>> START Records for processing

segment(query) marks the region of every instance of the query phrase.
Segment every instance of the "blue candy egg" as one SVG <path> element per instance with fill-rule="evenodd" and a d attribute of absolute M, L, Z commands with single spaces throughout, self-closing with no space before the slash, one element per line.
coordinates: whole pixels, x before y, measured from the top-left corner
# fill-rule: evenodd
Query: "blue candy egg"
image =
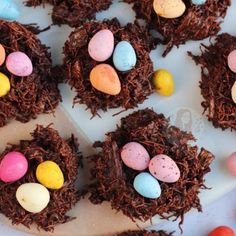
<path fill-rule="evenodd" d="M 134 189 L 143 197 L 156 199 L 161 195 L 161 187 L 151 174 L 143 172 L 134 179 Z"/>
<path fill-rule="evenodd" d="M 135 67 L 137 56 L 132 45 L 127 41 L 117 44 L 113 53 L 113 63 L 119 71 L 129 71 Z"/>
<path fill-rule="evenodd" d="M 192 0 L 192 3 L 195 5 L 205 4 L 207 0 Z"/>

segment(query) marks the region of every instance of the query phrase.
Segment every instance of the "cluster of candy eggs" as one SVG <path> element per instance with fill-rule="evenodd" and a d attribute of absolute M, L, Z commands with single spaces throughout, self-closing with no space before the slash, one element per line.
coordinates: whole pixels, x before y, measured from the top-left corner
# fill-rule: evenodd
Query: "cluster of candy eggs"
<path fill-rule="evenodd" d="M 105 94 L 118 95 L 121 91 L 121 82 L 116 70 L 104 63 L 113 55 L 114 67 L 121 72 L 133 69 L 137 56 L 133 46 L 128 41 L 121 41 L 115 47 L 113 33 L 108 29 L 98 31 L 88 44 L 91 58 L 102 64 L 95 66 L 90 73 L 92 86 Z"/>
<path fill-rule="evenodd" d="M 180 178 L 180 170 L 174 160 L 163 154 L 150 158 L 149 153 L 140 143 L 125 144 L 120 155 L 127 167 L 141 172 L 135 177 L 133 186 L 145 198 L 160 197 L 161 187 L 158 180 L 175 183 Z M 145 171 L 147 169 L 148 172 Z"/>
<path fill-rule="evenodd" d="M 6 64 L 7 70 L 16 76 L 29 76 L 33 72 L 30 58 L 23 52 L 12 52 L 6 57 L 5 48 L 0 44 L 0 66 Z M 0 97 L 8 94 L 11 89 L 9 78 L 0 72 Z"/>
<path fill-rule="evenodd" d="M 0 163 L 0 180 L 11 184 L 23 178 L 28 171 L 26 157 L 17 151 L 7 153 Z M 26 211 L 39 213 L 49 201 L 48 189 L 60 189 L 64 176 L 60 167 L 53 161 L 44 161 L 37 166 L 36 178 L 39 183 L 21 184 L 16 190 L 16 200 Z"/>
<path fill-rule="evenodd" d="M 205 4 L 207 0 L 191 0 L 194 5 Z M 154 0 L 154 11 L 158 16 L 174 19 L 182 16 L 186 11 L 186 5 L 182 0 Z"/>

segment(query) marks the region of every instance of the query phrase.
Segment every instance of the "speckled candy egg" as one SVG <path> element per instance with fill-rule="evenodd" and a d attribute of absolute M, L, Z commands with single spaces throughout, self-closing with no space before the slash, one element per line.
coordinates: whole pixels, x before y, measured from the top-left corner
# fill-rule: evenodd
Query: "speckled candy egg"
<path fill-rule="evenodd" d="M 0 163 L 0 179 L 10 183 L 21 179 L 28 170 L 28 161 L 20 152 L 9 152 Z"/>
<path fill-rule="evenodd" d="M 141 171 L 148 168 L 150 156 L 147 150 L 137 142 L 124 145 L 120 155 L 125 165 L 133 170 Z"/>
<path fill-rule="evenodd" d="M 16 199 L 26 211 L 39 213 L 47 207 L 50 194 L 47 188 L 41 184 L 26 183 L 17 189 Z"/>
<path fill-rule="evenodd" d="M 113 63 L 119 71 L 129 71 L 136 65 L 137 57 L 133 46 L 127 41 L 121 41 L 116 45 L 113 54 Z"/>
<path fill-rule="evenodd" d="M 176 163 L 166 155 L 157 155 L 149 163 L 150 173 L 158 180 L 166 183 L 177 182 L 180 170 Z"/>
<path fill-rule="evenodd" d="M 23 52 L 12 52 L 7 56 L 7 69 L 16 76 L 29 76 L 33 72 L 30 58 Z"/>
<path fill-rule="evenodd" d="M 227 159 L 227 168 L 236 177 L 236 152 L 232 153 Z"/>
<path fill-rule="evenodd" d="M 233 50 L 228 55 L 228 66 L 230 70 L 232 70 L 234 73 L 236 73 L 236 50 Z"/>
<path fill-rule="evenodd" d="M 154 11 L 164 18 L 177 18 L 184 14 L 186 6 L 182 0 L 154 0 Z"/>
<path fill-rule="evenodd" d="M 161 195 L 159 182 L 149 173 L 138 174 L 134 179 L 134 189 L 143 197 L 156 199 Z"/>
<path fill-rule="evenodd" d="M 88 52 L 95 61 L 106 61 L 114 50 L 114 35 L 108 30 L 98 31 L 90 40 Z"/>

>> END Records for processing

■ **What you need to do**:
Reproduce every row above verbatim, leaving out the pictures.

■ **Exercise answer**:
segment(query) marks the region of every instance of the query phrase.
Segment every instance of the "blue candy egg" as one SVG <path> element per instance with fill-rule="evenodd" and a d attribute of absolute M, L, Z commands with single spaces throughout, self-closing with no space before the slash, one element per line.
coordinates: whole pixels, x before y, measured from the top-left corner
# fill-rule: evenodd
Query: "blue candy egg"
image =
<path fill-rule="evenodd" d="M 134 189 L 143 197 L 156 199 L 161 195 L 161 187 L 151 174 L 143 172 L 134 179 Z"/>
<path fill-rule="evenodd" d="M 135 67 L 137 56 L 132 45 L 127 41 L 117 44 L 113 53 L 113 63 L 119 71 L 129 71 Z"/>
<path fill-rule="evenodd" d="M 192 0 L 192 3 L 195 5 L 205 4 L 207 0 Z"/>

segment(query) marks the region of every instance of the query phrase.
Segment every instance of the "cluster of candy eggs" as one SVG <path> element per instance with fill-rule="evenodd" and a d attribute of absolute M, L, Z commands with single spaces throughout, self-closing with no space before the slash, one element per line.
coordinates: whole pixels, x before y, measured from the top-left corner
# fill-rule: evenodd
Query: "cluster of candy eggs"
<path fill-rule="evenodd" d="M 105 94 L 118 95 L 121 91 L 121 82 L 116 70 L 104 63 L 113 55 L 114 67 L 121 72 L 133 69 L 137 56 L 133 46 L 128 41 L 121 41 L 115 47 L 113 33 L 108 29 L 98 31 L 88 44 L 91 58 L 102 64 L 95 66 L 90 73 L 92 86 Z"/>
<path fill-rule="evenodd" d="M 180 178 L 180 170 L 174 160 L 163 154 L 150 158 L 149 153 L 140 143 L 125 144 L 120 155 L 127 167 L 141 172 L 135 177 L 133 186 L 145 198 L 160 197 L 161 187 L 158 180 L 175 183 Z M 145 171 L 147 169 L 148 172 Z"/>
<path fill-rule="evenodd" d="M 6 64 L 7 70 L 16 76 L 29 76 L 33 72 L 30 58 L 23 52 L 12 52 L 6 57 L 5 48 L 0 44 L 0 66 Z M 0 97 L 8 94 L 11 89 L 9 78 L 0 72 Z"/>
<path fill-rule="evenodd" d="M 0 163 L 0 180 L 11 184 L 23 178 L 28 171 L 26 157 L 17 151 L 7 153 Z M 26 211 L 39 213 L 49 201 L 48 189 L 60 189 L 64 176 L 60 167 L 53 161 L 44 161 L 37 166 L 36 178 L 39 183 L 21 184 L 16 190 L 16 200 Z"/>
<path fill-rule="evenodd" d="M 205 4 L 207 0 L 191 0 L 194 5 Z M 154 0 L 154 11 L 158 16 L 174 19 L 182 16 L 186 11 L 186 5 L 182 0 Z"/>

segment(query) marks the region of every instance of the query phrase.
Segment every instance of the "speckled candy egg" as one SVG <path> element per instance with fill-rule="evenodd" and a d attribute of absolute M, L, Z commands with single spaces throughout, self-closing with no space before the slash, one element per line.
coordinates: whole pixels, x before y, measured from the top-left corner
# fill-rule: evenodd
Query: "speckled candy egg"
<path fill-rule="evenodd" d="M 0 163 L 0 179 L 10 183 L 21 179 L 28 170 L 28 161 L 20 152 L 9 152 Z"/>
<path fill-rule="evenodd" d="M 141 171 L 148 168 L 150 156 L 147 150 L 137 142 L 124 145 L 120 155 L 125 165 L 133 170 Z"/>
<path fill-rule="evenodd" d="M 16 199 L 26 211 L 39 213 L 47 207 L 50 194 L 47 188 L 41 184 L 26 183 L 17 189 Z"/>
<path fill-rule="evenodd" d="M 113 63 L 119 71 L 129 71 L 136 65 L 137 57 L 133 46 L 127 41 L 121 41 L 116 45 L 113 54 Z"/>
<path fill-rule="evenodd" d="M 176 163 L 166 155 L 157 155 L 149 163 L 150 173 L 158 180 L 166 183 L 177 182 L 180 170 Z"/>
<path fill-rule="evenodd" d="M 23 52 L 12 52 L 7 56 L 7 69 L 16 76 L 29 76 L 33 72 L 30 58 Z"/>
<path fill-rule="evenodd" d="M 227 159 L 227 168 L 236 177 L 236 152 L 232 153 Z"/>
<path fill-rule="evenodd" d="M 233 50 L 228 55 L 228 66 L 230 70 L 232 70 L 234 73 L 236 73 L 236 50 Z"/>
<path fill-rule="evenodd" d="M 154 11 L 164 18 L 177 18 L 184 14 L 186 6 L 182 0 L 154 0 Z"/>
<path fill-rule="evenodd" d="M 161 195 L 159 182 L 149 173 L 138 174 L 134 179 L 134 189 L 143 197 L 156 199 Z"/>
<path fill-rule="evenodd" d="M 88 52 L 95 61 L 106 61 L 114 50 L 114 35 L 108 30 L 98 31 L 90 40 Z"/>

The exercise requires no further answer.